Commercial Litigation and Arbitration

Is a District Court Error of Law Subject to Correction via Rule 60(b)(1) or Only on Appeal? A State Court Error of Law Pre-Removal? Circuit Split

Lindsey v. Highwoods Realty LP, 2011 U.S. Dist. LEXIS 127860 (E.D. Va. Nov. 4, 2011):

On July 15, 2010, Plaintiff filed a Motion to Amend Complaint with the Circuit Court for the City of Richmond requesting that the style of the original complaint be amended to include Western as a named defendant. Plaintiff also requested that the amendment relate back to June 23, 2010, the date the initial Complaint was filed. The Circuit Court of the City of Richmond granted this request in an order dated July 29, 2010. Id. at 8. Plaintiffs waited until June 23, 2011, to serve Defendants. Following service, Highwoods promptly filed a Notice of Removal with this Court on July 13, 2011, premised on diversity of citizenship. The following day, July 14, 2011, Western filed a consent order to the removal.
= = =
■ What you need to do ■
1/ According to the case excerpt, on what date did Highwoods file its Notice of Removal?
2/ Reproduce the case excerpt from "Lindsey v. Highwoods" up to and including "to the removal.".
3/ Condense the paragraph of the case excerpt beginning "On July 15, 2010, Plaintiff filed" into a chronological list that keeps its main facts.
The items after the case excerpt are not needed for the tasks.

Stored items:
= = =
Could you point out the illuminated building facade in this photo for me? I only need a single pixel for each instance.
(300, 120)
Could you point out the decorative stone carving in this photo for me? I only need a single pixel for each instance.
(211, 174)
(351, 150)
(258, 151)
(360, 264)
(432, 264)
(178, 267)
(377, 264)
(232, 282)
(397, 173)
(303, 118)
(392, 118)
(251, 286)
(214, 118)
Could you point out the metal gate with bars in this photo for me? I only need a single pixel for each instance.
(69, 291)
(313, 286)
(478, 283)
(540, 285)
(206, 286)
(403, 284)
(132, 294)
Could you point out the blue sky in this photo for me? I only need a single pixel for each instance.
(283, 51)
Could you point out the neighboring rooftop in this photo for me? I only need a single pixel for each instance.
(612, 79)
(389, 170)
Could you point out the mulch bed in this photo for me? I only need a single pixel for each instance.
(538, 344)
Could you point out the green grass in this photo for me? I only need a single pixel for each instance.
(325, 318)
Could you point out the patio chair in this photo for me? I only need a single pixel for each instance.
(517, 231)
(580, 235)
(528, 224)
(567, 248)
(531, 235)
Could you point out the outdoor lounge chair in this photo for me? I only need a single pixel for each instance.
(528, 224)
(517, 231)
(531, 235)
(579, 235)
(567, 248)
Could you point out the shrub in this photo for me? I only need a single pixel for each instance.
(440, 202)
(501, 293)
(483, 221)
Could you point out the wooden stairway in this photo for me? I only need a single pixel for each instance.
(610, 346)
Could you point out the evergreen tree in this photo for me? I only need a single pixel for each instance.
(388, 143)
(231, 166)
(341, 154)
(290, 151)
= = =
■ Answers in order ■
1/ July 13, 2011.

2/
Lindsey v. Highwoods Realty LP, 2011 U.S. Dist. LEXIS 127860 (E.D. Va. Nov. 4, 2011):

On July 15, 2010, Plaintiff filed a Motion to Amend Complaint with the Circuit Court for the City of Richmond requesting that the style of the original complaint be amended to include Western as a named defendant. Plaintiff also requested that the amendment relate back to June 23, 2010, the date the initial Complaint was filed. The Circuit Court of the City of Richmond granted this request in an order dated July 29, 2010. Id. at 8. Plaintiffs waited until June 23, 2011, to serve Defendants. Following service, Highwoods promptly filed a Notice of Removal with this Court on July 13, 2011, premised on diversity of citizenship. The following day, July 14, 2011, Western filed a consent order to the removal.

3/
- June 23, 2010: The initial Complaint was filed.
- July 15, 2010: Plaintiff moved in the Circuit Court for the City of Richmond to amend the complaint's style to add Western as a named defendant. Plaintiff asked for the amendment to relate back to June 23, 2010.
- July 29, 2010: The Circuit Court granted the request.
- June 23, 2011: Defendants were served.
- July 13, 2011: Highwoods filed a Notice of Removal based on diversity of citizenship.
- July 14, 2011: Western filed a consent order to the removal.